TASK> Render the data below as a JSON list of strings, one string per line with blank lines omitted, starting at the beginning of the data and ending at the line that contains "[(1232, 127)]", both ends included.

WORKING DATA>
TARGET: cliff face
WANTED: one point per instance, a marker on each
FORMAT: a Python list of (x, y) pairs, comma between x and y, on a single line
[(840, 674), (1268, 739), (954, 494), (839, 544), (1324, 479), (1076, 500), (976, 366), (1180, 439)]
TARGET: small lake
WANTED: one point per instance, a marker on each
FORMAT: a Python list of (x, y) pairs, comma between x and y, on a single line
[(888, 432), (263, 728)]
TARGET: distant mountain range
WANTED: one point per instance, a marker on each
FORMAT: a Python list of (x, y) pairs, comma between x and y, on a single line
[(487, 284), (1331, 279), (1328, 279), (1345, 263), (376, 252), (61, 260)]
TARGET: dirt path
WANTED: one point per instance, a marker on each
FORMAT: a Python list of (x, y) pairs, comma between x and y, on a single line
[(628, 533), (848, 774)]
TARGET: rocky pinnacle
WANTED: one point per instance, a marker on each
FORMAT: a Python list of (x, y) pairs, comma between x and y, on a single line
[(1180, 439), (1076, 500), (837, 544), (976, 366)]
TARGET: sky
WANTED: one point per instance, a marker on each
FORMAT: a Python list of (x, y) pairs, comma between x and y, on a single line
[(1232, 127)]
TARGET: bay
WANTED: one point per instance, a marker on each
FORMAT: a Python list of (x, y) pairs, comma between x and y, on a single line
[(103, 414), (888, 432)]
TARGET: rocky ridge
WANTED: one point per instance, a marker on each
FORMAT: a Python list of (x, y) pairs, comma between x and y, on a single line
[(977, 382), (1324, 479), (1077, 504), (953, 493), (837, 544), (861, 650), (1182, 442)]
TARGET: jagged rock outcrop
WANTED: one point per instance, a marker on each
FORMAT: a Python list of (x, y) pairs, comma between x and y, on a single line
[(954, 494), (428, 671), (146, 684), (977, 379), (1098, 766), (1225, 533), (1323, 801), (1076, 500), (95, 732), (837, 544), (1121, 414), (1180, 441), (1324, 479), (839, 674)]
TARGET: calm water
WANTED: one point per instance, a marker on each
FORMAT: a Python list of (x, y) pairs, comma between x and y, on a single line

ANSWER TO THE EXERCISE>
[
  "TARGET: cliff face",
  "WANTED: one point per instance, a marker on each",
  "FORMAT: a Python list of (x, y) pairs, comma between x and y, on a single line",
  "[(840, 674), (1268, 739), (954, 494), (839, 544), (1324, 479), (1076, 500), (976, 366), (1180, 439)]",
  "TARGET: small lake",
  "WANTED: one point per instance, a marker on each",
  "FORMAT: a Python list of (x, y) pairs, comma between x and y, on a single line",
  "[(888, 432), (263, 728)]",
  "TARGET: distant mountain range",
  "WANTED: one point per instance, a marker on each",
  "FORMAT: a Python list of (x, y) pairs, comma between x and y, on a single line",
  "[(487, 284), (1331, 279), (1328, 279), (1345, 263), (376, 252), (61, 260)]",
  "TARGET: dirt path",
  "WANTED: one point per instance, a marker on each",
  "FORMAT: a Python list of (x, y) pairs, comma between x and y, on a single line",
  "[(628, 533), (848, 774)]",
  "TARGET: rocky pinnacle",
  "WANTED: one point per instance, a marker on each",
  "FORMAT: a Python list of (x, y) pairs, comma between x and y, on a single line",
  "[(1180, 439), (1076, 500), (837, 544), (976, 366)]",
  "TARGET: sky",
  "WANTED: one point per instance, a marker on each",
  "FORMAT: a Python list of (x, y) pairs, comma between x and y, on a single line",
  "[(1232, 127)]"
]